══ RECORDS PROVIDED

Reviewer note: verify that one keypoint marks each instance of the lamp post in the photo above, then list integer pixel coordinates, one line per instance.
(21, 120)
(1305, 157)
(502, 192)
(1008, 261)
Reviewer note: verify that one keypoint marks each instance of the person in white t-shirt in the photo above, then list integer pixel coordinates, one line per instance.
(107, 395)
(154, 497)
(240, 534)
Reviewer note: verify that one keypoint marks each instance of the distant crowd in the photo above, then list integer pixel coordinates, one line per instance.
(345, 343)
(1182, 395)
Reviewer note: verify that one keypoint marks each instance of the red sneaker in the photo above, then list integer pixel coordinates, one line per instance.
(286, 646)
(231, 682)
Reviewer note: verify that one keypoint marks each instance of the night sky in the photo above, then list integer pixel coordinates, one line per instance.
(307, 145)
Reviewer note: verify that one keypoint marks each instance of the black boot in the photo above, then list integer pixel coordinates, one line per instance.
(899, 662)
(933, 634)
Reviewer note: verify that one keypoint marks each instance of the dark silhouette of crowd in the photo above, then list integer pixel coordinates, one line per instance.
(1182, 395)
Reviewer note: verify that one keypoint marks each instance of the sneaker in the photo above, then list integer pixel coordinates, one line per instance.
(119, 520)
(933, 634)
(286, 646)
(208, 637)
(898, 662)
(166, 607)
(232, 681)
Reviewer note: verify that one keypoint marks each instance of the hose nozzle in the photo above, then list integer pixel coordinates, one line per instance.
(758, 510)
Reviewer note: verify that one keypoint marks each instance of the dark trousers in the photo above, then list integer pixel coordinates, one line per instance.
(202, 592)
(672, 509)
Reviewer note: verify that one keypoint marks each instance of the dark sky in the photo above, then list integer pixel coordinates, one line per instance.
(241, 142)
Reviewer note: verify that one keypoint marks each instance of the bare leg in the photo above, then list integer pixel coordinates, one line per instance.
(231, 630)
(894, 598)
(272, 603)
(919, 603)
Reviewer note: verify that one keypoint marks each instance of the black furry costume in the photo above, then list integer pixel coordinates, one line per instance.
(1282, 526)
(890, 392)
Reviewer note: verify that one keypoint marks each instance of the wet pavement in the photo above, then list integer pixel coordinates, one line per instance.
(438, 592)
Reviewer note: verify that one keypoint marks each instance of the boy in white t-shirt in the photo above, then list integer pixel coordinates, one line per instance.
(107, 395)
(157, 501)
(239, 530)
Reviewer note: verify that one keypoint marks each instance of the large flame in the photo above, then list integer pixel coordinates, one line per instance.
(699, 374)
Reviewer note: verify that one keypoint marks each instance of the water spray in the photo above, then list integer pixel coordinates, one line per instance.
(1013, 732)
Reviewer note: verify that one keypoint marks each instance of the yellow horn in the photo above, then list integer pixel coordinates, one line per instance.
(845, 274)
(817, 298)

════

Produce an exact repeat of the lines from the one containing "of the sneaker" through the last line of the data, and nothing more.

Reviewer note: verify that one keypoint marks each instance of the sneaker in the photo above, then list integer pixel coordinates, one line per instance.
(119, 520)
(933, 634)
(286, 646)
(208, 637)
(898, 662)
(166, 607)
(232, 681)
Reviewer note: verify that one keypoint marks each instance of the hose nozzle in the photo above, then list integer pixel coordinates, one line per instance.
(758, 510)
Reviewer note: verify that one keypoint marks each instance of the dark trousers in the photo above, then list integer pixel coordinates, one line per instance.
(202, 592)
(672, 509)
Reviewer note: verify that one keypoint marks each instance of the dark sky in the photo above, then list integer pixel coordinates, one line per instance.
(241, 142)
Reviewer note: verify that one keypoint marks each instance of the bare leg in the photo above, then list integer pixel coordinates, one line per instance.
(231, 630)
(894, 598)
(272, 603)
(919, 603)
Reviewer note: verify that one keypoint marks each instance of the black furry costume in the photo above, then list integer pixel coordinates, one line per instance.
(1282, 526)
(890, 392)
Reviewer note: verify that one keypoint marks each instance of the wet pavement in the photo above, then list integer pixel coordinates, one line per instance.
(438, 592)
Reviewer note: verify that one keypoint marks each instance of the boy in white t-shirt in the photo above, then list integer pixel coordinates, one line per instance.
(107, 395)
(157, 501)
(239, 530)
Reviewer note: verify that one keypoint marks each instance of the large flame in the photo above, then list integer pixel coordinates, one line per instance.
(699, 374)
Reviewer note: verify that one keypoint marks each instance of the water spray in the photo above, then list integer pixel coordinates, one line per instance.
(1013, 732)
Reviewer note: verify that one keypoint marks each instance of the yellow horn in the photo above, then list integer pixel coordinates, one line per instance.
(845, 274)
(817, 298)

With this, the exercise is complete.